▸ Zadanie A
Umieść w liście JSON, jako osobne ciągi znaków, wiersze listingu od wiersza zawierającego „[locate] the brown” aż do końca listingu, z obydwoma krańcami włącznie. Puste wiersze pomiń.

---

4 października 2007

OBYCZAJE I TRADYCJE W Panu Tadeuszu

Tradycje i obyczaje w "Panu Tadeuszu" widoczne sa zarowno podczas rozmow, jak i zachowaniu bohaterow.
Wsrod najwazniejszych cech wyrozniajacych dawnych Polakow, znajdowala sie goscinnosc. Dworki szlacheckie zawsze chetnie przyjmowaly przyjezdnych, nawet jesli nie byli nimi znajomi. Obszerne pomieszczenia mogly pomiescic wiele osob i goscic ich przez kilka tygodni. W spizarni takze znajdowalo sie duzo jedzenia. Szlachta cieszyla sie z gosci, bo stanowilo to dla niej rozrywke. Zawsze mozna bylo rozerwac sie, urzadzajac zabawy, polowania czy grzybobranie. Od gosci dowiadywano sie rowniez wielu ciekawych nowinek ze swiata. Nie bylo wtedy przeciez telewizji, radia, nie wynaleziono jeszcze telefonow. Goscie stanowili lacznosc ze swiatem. Przykladem goscinnosci byl dworek Sedziego Soplicy, w ktorym brama byla zawsze otwarta.
Do innych obyczajow nalezalo przebieranie sie na przyjecie gosci. Nie wypadalo pokazac sie w stroju roboczym. Wosjki, widzac ze przyjechal ktos przed ganek, pobiegl do swojego mieszkania chylkiem, zeby sie przebrac.
Rano i wieczorem, szlachta lubila spacerowac calymi rodzinami po okolicy. Przed kazdym posilkiem odmawiano modlitwy. To byl takze zwyczaj surowo przestrzegany we wszystkich domach polskich.
Typowym obyczajem z epoki bylo zamilowanie do tytulow, a takze okazywanie szacunku osobom wyzszym urzedem i wiekiem.
Do obyczajow nalezalo ubieranie sie, zgodnie z pochodzeniem spolecznym. Chlopi mieli inne ubiory, szlachta nosila kontusze.
Wszystkie spory z sasiadami rozstrzygano przy pomocy pojedynkow.
W domkach szlacheckich podkreslano patryiotyzm i milosc do ojczyzny. Na scianach wieszano obrazy bohaterow narodowych. Nadawano dzieciom imiona postaci, ktore szczegolnie wyroznialy sie w zyciu narodu. Szlachta w ogole lubila takie symbole narodowe, pamiatki (tabakierka). Symbolem patriotyzmu byl taniec, zwany polonezem. Tanczono go w waznych momentach dziejowych. Rozpoczynano nim bale. W pierwszej parze stawali zwykle gospodarze albo znakomici goscie.

---

▸ Zadanie B
Jaki taniec był symbolem patriotyzmu według tekstu o obyczajach w „Panu Tadeuszu”?

▸ Dane wejściowe
---

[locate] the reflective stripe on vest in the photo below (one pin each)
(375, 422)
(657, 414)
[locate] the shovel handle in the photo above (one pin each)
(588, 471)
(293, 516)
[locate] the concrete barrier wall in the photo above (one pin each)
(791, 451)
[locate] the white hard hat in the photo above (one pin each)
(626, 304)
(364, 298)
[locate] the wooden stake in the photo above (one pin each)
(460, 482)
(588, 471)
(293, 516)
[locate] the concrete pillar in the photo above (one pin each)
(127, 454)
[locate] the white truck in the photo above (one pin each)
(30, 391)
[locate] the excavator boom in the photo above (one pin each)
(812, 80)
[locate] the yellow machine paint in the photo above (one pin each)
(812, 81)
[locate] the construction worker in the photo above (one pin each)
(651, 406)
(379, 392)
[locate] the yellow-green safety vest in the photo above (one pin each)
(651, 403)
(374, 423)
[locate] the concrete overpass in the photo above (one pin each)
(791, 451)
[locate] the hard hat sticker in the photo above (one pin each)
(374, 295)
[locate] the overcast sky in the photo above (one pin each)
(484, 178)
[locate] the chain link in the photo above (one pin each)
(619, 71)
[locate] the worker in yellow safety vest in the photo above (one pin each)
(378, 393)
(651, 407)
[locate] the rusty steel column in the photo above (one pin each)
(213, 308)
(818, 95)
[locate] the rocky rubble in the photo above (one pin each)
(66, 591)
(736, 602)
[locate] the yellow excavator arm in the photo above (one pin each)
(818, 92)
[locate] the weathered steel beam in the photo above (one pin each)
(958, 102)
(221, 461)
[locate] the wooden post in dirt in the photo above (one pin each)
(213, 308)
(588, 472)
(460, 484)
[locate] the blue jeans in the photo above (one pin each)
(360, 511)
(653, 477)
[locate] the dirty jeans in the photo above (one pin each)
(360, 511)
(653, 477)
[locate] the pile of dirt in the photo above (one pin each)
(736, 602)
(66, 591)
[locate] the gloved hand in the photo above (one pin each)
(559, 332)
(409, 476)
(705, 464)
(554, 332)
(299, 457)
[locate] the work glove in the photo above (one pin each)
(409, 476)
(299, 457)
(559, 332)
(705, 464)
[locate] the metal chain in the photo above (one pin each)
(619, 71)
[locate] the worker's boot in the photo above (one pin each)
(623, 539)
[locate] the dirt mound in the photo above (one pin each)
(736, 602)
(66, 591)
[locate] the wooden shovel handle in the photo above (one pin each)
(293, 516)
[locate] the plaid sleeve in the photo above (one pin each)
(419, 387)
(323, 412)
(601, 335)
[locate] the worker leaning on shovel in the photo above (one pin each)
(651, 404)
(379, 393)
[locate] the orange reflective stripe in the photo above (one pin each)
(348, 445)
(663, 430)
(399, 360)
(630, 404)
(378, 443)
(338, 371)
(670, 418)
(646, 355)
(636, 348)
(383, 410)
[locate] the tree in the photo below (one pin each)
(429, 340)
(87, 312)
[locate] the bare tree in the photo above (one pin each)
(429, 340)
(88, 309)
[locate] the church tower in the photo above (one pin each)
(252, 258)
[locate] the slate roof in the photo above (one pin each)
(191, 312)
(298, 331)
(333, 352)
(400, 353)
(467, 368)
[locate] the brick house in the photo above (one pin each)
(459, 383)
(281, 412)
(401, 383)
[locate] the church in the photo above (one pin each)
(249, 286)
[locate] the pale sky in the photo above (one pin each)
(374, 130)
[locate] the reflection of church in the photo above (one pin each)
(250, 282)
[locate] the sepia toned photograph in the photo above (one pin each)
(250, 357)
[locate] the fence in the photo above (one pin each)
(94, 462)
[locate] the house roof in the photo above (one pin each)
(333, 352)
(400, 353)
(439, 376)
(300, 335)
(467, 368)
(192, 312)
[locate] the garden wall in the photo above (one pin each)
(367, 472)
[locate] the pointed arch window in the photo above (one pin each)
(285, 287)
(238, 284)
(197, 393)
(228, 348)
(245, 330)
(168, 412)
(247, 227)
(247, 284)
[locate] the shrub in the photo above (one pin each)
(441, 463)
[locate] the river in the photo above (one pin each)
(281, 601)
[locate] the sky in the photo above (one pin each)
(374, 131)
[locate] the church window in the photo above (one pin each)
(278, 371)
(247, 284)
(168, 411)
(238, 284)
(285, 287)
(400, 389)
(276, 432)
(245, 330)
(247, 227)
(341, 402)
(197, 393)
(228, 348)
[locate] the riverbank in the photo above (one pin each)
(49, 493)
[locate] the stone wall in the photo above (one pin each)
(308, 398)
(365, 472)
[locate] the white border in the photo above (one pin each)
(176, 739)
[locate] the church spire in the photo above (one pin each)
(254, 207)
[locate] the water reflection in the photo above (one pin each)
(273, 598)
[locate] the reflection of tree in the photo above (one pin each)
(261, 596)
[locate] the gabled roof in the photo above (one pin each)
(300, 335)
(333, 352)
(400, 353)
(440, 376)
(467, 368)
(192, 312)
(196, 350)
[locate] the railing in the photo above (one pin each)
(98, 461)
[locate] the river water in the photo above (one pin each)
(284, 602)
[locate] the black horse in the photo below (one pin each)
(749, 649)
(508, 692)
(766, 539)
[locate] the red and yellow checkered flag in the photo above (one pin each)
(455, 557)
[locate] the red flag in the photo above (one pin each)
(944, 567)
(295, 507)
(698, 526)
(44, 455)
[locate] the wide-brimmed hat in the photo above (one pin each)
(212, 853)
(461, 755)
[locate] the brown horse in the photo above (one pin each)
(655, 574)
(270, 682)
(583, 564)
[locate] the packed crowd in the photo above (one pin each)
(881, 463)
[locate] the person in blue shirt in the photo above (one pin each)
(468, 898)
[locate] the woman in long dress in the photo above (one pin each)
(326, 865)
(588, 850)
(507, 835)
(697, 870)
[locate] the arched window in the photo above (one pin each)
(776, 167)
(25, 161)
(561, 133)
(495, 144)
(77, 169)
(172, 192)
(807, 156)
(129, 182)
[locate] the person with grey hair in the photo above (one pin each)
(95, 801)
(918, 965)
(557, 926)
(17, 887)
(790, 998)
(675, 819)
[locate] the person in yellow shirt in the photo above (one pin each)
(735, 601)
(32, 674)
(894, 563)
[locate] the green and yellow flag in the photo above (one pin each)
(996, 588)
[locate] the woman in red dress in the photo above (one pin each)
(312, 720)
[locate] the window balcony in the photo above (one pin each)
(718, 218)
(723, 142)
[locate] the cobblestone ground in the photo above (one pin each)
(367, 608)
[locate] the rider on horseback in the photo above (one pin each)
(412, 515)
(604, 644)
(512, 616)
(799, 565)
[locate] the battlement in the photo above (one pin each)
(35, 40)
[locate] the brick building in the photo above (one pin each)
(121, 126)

---

▸ Przykładowe rozwiązanie A
[
  "[locate] the brown horse in the photo above (one pin each)",
  "(655, 574)",
  "(270, 682)",
  "(583, 564)",
  "[locate] the packed crowd in the photo above (one pin each)",
  "(881, 463)",
  "[locate] the person in blue shirt in the photo above (one pin each)",
  "(468, 898)",
  "[locate] the woman in long dress in the photo above (one pin each)",
  "(326, 865)",
  "(588, 850)",
  "(507, 835)",
  "(697, 870)",
  "[locate] the arched window in the photo above (one pin each)",
  "(776, 167)",
  "(25, 161)",
  "(561, 133)",
  "(495, 144)",
  "(77, 169)",
  "(172, 192)",
  "(807, 156)",
  "(129, 182)",
  "[locate] the person with grey hair in the photo above (one pin each)",
  "(95, 801)",
  "(918, 965)",
  "(557, 926)",
  "(17, 887)",
  "(790, 998)",
  "(675, 819)",
  "[locate] the person in yellow shirt in the photo above (one pin each)",
  "(735, 601)",
  "(32, 674)",
  "(894, 563)",
  "[locate] the green and yellow flag in the photo above (one pin each)",
  "(996, 588)",
  "[locate] the woman in red dress in the photo above (one pin each)",
  "(312, 720)",
  "[locate] the window balcony in the photo above (one pin each)",
  "(718, 218)",
  "(723, 142)",
  "[locate] the cobblestone ground in the photo above (one pin each)",
  "(367, 608)",
  "[locate] the rider on horseback in the photo above (one pin each)",
  "(412, 515)",
  "(604, 644)",
  "(512, 616)",
  "(799, 565)",
  "[locate] the battlement in the photo above (one pin each)",
  "(35, 40)",
  "[locate] the brick building in the photo above (one pin each)",
  "(121, 126)"
]

▸ Przykładowe rozwiązanie B
Symbolem patriotyzmu był polonez.